Document passage:

____________________

# Celtic: Confederation



## schweizer61

*D*oes any out there know of a *C*eltic or *P*re*-R*oman name or phrase for the word 'confederation', relating to politics and/or political ideals?


----------



## Dlyons

schweizer61 said:


> does any out there know of a celtic or pre roman name or phrase for the word 'confederation', relating to politics and/or political ideals?



Welcome to the Forum schweizer61!

Any of the related words I can think of like "confederacy, league, union, federation, association ..." seem to have Latin origins.

Have you any more context or any hints?

A "tuath" was a "people" or a "tribe" - is that the sort of thing you are thinking of?


----------



## schweizer61

I live in the 'confoederatio helvetica' but I am also English and wish England to be a confederation with an old *E*nglish name! *U*nion is to red, is tuath *C*eltic or *G*aelic?


----------



## Dlyons

schweizer61 said:


> I live in the 'confoederatio helvetica' but I am also English and wish England to be a confederation with an old *E*nglish name! *U*nion is to red, is tuath *C*eltic or *G*aelic?



Tuath is Irish Gaelic which is a Celtic language.

http://es.wikipedia.org/wiki/Tuatha_Dé_Danann


----------



## L'irlandais

Hello schweitzer61,
Welcome to the forums.  
I don't know of a suitable translation of *confederation* "_as Gaeilge_".

____________________

Record set:
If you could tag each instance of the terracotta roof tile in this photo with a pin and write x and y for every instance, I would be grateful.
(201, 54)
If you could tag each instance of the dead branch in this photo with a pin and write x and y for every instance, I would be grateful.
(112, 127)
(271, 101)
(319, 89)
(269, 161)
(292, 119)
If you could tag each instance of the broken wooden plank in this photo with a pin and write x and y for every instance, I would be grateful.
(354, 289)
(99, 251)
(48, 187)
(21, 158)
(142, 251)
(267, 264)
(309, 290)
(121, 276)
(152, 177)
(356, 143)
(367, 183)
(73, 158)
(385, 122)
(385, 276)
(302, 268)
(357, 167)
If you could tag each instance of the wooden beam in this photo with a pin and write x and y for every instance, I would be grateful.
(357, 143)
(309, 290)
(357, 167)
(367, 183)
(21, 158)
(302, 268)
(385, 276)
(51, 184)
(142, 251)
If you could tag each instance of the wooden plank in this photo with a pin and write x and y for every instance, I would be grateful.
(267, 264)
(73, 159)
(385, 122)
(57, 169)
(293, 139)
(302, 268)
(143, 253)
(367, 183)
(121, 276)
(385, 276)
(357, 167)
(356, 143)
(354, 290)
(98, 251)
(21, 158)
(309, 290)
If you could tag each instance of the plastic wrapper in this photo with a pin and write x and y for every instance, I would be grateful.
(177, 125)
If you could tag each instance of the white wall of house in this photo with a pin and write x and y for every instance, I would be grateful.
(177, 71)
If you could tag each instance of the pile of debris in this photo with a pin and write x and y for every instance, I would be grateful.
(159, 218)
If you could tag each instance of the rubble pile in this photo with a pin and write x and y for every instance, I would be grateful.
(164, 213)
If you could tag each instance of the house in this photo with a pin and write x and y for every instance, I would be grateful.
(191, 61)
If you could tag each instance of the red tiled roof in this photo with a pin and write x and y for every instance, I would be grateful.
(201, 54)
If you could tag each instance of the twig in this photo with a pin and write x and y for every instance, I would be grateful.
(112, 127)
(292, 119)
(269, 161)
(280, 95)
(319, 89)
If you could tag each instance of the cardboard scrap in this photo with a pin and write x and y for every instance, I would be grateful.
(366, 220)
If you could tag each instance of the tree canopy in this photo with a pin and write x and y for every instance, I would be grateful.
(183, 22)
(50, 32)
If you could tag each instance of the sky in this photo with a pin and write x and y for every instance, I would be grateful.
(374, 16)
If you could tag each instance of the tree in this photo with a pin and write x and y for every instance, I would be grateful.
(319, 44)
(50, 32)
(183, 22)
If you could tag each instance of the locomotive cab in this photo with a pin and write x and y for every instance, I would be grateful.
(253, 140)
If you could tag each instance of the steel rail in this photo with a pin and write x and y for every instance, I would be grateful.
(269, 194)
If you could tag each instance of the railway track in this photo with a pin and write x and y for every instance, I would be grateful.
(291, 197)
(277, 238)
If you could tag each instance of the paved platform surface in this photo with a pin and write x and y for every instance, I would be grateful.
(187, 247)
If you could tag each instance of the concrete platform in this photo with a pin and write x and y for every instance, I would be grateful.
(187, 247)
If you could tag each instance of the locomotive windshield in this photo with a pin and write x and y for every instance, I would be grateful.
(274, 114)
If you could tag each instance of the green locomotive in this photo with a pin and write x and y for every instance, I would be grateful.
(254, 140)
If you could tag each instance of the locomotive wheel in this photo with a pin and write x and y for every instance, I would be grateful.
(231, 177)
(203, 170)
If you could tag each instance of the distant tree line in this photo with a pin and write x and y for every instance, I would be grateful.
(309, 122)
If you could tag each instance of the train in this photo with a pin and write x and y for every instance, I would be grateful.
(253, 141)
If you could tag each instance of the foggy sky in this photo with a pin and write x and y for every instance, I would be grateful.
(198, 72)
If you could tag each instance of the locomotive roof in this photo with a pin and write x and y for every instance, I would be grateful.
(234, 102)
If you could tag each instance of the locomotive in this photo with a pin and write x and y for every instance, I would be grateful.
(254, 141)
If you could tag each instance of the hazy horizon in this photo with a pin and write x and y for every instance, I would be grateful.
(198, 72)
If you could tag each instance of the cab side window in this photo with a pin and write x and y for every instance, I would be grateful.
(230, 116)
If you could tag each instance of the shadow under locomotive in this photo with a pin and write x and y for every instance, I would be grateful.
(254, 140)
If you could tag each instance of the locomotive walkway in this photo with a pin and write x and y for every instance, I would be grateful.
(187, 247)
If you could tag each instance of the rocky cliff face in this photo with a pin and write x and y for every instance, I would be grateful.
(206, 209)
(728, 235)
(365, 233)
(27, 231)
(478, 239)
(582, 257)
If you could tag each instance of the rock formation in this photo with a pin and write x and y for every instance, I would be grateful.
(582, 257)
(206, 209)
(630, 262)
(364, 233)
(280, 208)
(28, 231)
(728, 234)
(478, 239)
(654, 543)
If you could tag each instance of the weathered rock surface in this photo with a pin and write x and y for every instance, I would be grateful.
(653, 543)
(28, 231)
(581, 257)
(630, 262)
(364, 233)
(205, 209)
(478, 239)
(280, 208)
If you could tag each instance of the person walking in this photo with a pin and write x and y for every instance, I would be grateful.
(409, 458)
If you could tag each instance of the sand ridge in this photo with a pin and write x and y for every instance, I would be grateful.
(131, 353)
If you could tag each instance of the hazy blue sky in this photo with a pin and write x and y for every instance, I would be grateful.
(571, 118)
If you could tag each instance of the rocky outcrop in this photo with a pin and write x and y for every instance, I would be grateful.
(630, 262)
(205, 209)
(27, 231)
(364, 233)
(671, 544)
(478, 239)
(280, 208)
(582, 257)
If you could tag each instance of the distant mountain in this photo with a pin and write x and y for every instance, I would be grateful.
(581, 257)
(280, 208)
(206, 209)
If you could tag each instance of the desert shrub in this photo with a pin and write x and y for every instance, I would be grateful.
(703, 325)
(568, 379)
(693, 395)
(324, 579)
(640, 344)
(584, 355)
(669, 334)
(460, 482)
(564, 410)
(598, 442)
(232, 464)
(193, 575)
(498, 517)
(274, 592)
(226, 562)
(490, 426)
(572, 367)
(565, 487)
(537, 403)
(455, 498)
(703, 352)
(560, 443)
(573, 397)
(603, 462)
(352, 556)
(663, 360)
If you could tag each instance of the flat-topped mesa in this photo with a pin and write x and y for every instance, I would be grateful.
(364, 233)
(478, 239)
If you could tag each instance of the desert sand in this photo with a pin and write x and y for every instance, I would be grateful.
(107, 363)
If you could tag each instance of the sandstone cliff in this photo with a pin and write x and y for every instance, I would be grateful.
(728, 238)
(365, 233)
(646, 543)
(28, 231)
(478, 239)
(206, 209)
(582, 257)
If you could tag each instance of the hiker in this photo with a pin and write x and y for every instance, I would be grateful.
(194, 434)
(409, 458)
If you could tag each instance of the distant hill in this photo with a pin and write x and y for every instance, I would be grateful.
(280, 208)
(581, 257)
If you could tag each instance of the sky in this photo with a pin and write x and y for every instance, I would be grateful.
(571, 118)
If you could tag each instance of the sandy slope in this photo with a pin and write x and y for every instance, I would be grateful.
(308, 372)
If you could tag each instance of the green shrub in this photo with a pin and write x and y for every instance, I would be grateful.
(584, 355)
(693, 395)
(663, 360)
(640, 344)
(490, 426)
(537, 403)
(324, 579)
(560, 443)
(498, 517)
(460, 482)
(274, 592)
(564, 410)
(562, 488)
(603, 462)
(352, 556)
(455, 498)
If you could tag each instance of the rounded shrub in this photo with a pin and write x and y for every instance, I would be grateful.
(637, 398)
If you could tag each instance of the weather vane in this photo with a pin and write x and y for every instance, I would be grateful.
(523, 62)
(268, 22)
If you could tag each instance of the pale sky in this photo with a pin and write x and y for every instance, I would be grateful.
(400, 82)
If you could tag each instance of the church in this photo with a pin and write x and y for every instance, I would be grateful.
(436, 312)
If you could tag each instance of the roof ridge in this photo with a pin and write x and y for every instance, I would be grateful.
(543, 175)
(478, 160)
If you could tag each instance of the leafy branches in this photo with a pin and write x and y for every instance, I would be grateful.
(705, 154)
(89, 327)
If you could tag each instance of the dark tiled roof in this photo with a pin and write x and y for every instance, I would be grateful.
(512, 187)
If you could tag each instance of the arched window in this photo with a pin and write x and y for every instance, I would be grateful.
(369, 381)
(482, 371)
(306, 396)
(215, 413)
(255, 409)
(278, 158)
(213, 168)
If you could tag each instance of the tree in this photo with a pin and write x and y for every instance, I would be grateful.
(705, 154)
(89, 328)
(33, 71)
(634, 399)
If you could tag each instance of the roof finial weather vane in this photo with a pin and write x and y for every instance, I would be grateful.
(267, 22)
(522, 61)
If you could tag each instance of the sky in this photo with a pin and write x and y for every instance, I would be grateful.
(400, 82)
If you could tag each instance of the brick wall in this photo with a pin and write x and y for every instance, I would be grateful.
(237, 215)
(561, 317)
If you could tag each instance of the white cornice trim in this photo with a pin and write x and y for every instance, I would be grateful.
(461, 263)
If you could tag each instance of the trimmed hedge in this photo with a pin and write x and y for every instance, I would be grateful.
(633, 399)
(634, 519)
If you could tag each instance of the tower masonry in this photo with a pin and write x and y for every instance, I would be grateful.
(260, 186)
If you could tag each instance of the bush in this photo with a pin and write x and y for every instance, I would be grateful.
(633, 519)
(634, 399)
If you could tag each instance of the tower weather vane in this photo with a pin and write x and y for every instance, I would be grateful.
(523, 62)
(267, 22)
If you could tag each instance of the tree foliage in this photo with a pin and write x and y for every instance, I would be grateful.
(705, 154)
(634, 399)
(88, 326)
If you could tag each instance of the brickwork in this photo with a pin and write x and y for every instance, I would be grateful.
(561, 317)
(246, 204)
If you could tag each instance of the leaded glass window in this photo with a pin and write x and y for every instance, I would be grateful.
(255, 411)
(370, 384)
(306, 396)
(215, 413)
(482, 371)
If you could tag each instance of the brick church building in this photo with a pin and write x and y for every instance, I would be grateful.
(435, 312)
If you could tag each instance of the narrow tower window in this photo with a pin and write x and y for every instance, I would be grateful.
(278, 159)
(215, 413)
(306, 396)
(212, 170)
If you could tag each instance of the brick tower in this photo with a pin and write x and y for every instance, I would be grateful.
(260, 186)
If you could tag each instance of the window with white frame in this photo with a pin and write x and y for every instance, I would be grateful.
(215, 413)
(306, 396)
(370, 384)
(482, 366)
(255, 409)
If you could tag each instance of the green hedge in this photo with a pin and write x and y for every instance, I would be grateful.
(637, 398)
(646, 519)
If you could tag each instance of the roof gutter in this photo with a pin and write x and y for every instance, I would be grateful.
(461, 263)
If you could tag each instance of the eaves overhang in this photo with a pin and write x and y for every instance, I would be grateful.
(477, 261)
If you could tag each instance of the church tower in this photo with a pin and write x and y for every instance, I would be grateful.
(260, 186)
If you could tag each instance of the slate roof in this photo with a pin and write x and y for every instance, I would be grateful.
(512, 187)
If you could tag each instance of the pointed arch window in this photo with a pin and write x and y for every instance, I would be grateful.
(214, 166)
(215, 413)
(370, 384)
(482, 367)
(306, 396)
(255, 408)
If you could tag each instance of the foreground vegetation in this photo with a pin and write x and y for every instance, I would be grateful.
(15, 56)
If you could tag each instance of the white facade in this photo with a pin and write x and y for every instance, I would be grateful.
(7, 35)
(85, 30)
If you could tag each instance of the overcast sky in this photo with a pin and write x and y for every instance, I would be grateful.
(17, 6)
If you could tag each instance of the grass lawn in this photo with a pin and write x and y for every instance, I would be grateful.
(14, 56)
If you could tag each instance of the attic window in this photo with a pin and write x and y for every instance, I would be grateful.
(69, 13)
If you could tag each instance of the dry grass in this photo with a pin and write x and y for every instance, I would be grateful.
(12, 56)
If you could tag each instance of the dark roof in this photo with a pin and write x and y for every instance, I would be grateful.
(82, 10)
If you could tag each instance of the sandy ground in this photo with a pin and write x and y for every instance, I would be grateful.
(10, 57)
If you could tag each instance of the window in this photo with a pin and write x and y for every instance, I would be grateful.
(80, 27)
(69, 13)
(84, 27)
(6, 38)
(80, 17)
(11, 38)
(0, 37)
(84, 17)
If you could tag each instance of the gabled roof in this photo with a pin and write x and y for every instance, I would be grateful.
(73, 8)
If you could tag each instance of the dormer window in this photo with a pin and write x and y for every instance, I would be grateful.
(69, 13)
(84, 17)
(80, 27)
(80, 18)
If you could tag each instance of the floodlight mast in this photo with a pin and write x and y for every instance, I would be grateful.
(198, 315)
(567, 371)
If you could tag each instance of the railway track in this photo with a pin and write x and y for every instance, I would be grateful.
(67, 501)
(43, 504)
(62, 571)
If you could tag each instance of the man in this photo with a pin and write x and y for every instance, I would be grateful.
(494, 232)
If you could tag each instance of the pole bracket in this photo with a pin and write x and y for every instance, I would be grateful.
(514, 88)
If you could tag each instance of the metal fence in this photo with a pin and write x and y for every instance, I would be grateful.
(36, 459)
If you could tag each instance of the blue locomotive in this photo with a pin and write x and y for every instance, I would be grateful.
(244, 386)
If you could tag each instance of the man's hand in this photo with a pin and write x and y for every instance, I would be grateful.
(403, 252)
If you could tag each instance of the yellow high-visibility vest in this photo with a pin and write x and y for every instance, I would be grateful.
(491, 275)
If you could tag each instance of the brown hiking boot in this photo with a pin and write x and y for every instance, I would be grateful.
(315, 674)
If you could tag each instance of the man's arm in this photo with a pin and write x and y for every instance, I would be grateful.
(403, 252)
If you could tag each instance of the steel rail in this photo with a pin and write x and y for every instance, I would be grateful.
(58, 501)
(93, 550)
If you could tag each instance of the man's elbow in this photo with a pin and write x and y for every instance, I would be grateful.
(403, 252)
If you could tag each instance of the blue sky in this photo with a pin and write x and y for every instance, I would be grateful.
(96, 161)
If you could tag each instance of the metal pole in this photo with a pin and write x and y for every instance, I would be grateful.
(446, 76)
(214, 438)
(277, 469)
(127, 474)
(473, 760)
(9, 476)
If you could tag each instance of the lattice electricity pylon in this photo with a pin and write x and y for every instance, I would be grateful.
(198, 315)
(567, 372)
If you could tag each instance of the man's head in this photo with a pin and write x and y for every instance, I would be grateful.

____________________

Prompt A: Return each line of the rows that contains the string "rocky".
Prompt B: Extend the confederation thread, picking up after its final sentence.
The confederation thread and the rows have no connection to each other.

Answer A:
If you could tag each instance of the rocky cliff face in this photo with a pin and write x and y for every instance, I would be grateful.
If you could tag each instance of the rocky outcrop in this photo with a pin and write x and y for every instance, I would be grateful.

Answer B:
The Latin name of the Swiss Confederacy, _Confoederatio Helvetica_, harks back to the Helvetii, who were a confederation of Celtic tribes, whose first contact with the Roman Republic was in the 1st century BC.

The Dumnonii, les Durotriges & Dobunni peoples were split into many tribes, each one speaking their very own dialect.  In Latin this country was called  *Britannia*, it included neither Caledonia nor Hibernia.

That said, since the Romans never conquered Ireland, nor Scotland for that matter, the notion of pre-Roman doesn't have much place in the Irish language.
Not sure what language was spoken by the Mesolithic peoples of the West country.  While the region was certain Celtic, as you suggest, I imagine it would be fairly different from modern Irish.

I consider Britannia to be the nearest equivalent to the Swiss title.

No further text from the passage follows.